* [Text shown]
---*---

When instead of the thermionic cathode a plasma electron emitter is used, the gas pressure in the accelerating gap should be below the breakdown threshold determined by the Paschen curve. To avoid breakdowns at accelerating voltage of 100–300 kV, the pressure in the gap should be much lower than 0.1 Pa. However, when the area of the plasma emitter amounts to 200 cm2, the gas pressure in the accelerating gap is almost equal to the gas pressure in the plasma emitter. Therefore, it is necessary to produce the plasma emitter using a discharge at the gas pressure of about 0.01 Pa.

It was found in [28] that in the hollow cathode glow discharge the lower limit of the operating pressure range can be reduced down to 0.01 Pa. The hollow cathode plays a role of electrostatic trap [29,30] for fast electrons emitted by the cathode surface and produced in the cathode sheath of the discharge. This paper is dedicated to the development of an electron gun based on the low-pressure hollow-cathode glow discharge producing for the surface modification of machine parts and material tests the broad pulsed beams.

---*---

* [What is asked]
1. Can you reproduce the electron gun passage word for word, starting at "It was found" and ending at "broad pulsed beams."?
2. Do these statements agree with the electron gun passage? (a) Avoiding breakdowns at 100–300 kV requires a gap pressure much lower than 0.1 Pa. (b) With a plasma emitter area of 200 cm2, the gap pressure is much lower than the pressure in the plasma emitter. (c) The hollow cathode acts as an electrostatic trap for fast electrons. Answer each with yes or no and quote the deciding words.
The lines that come after this passage are separate material.

* [Source material]
---*---

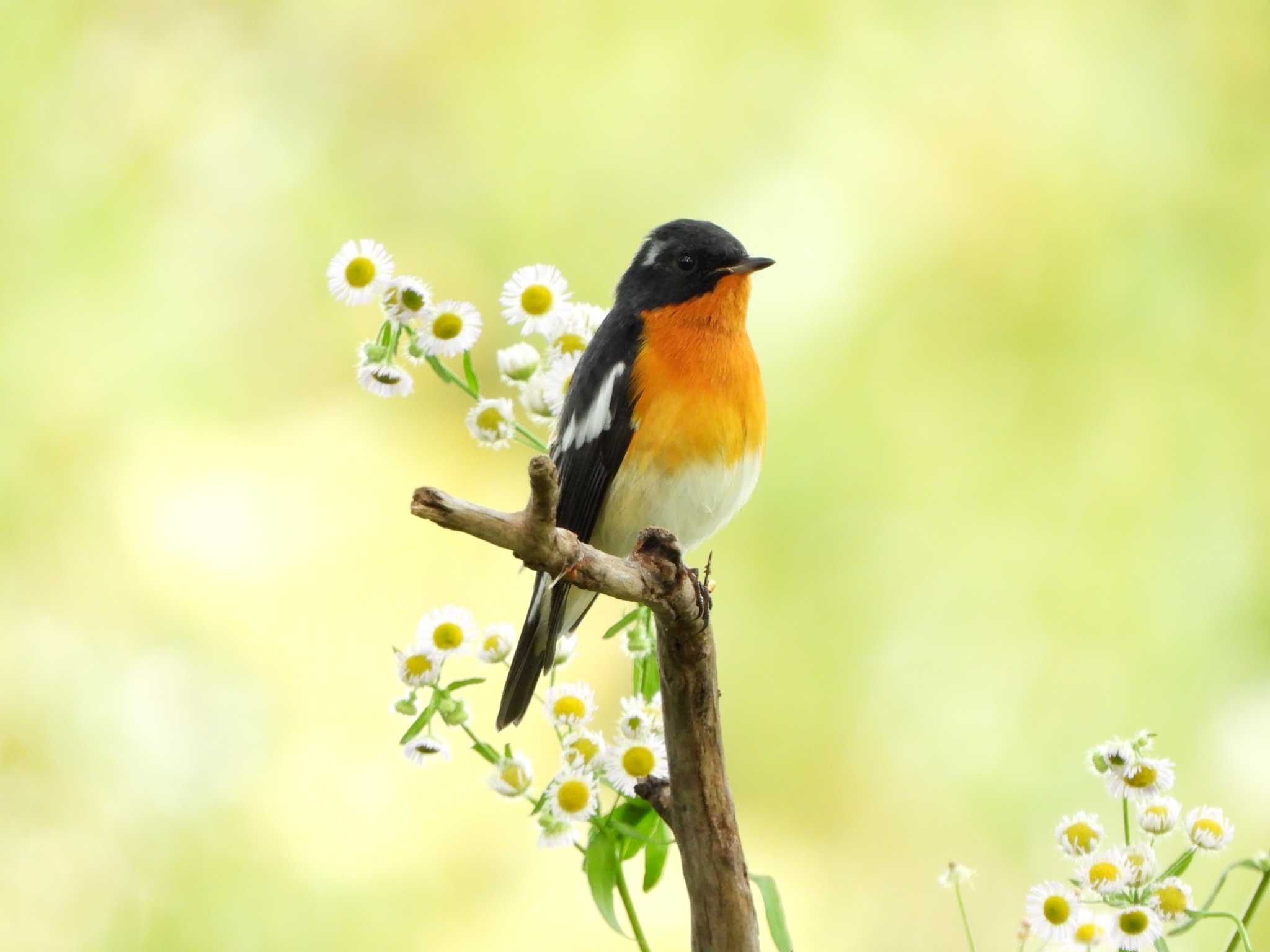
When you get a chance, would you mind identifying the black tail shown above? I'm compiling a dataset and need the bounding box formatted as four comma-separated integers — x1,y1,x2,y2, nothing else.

---*---

* [Answer list]
1.
It was found in [28] that in the hollow cathode glow discharge the lower limit of the operating pressure range can be reduced down to 0.01 Pa. The hollow cathode plays a role of electrostatic trap [29,30] for fast electrons emitted by the cathode surface and produced in the cathode sheath of the discharge. This paper is dedicated to the development of an electron gun based on the low-pressure hollow-cathode glow discharge producing for the surface modification of machine parts and material tests the broad pulsed beams.

2.
(a) Yes: "To avoid breakdowns at accelerating voltage of 100–300 kV, the pressure in the gap should be much lower than 0.1 Pa."
(b) No: "the gas pressure in the accelerating gap is almost equal to the gas pressure in the plasma emitter."
(c) Yes: "The hollow cathode plays a role of electrostatic trap [29,30] for fast electrons"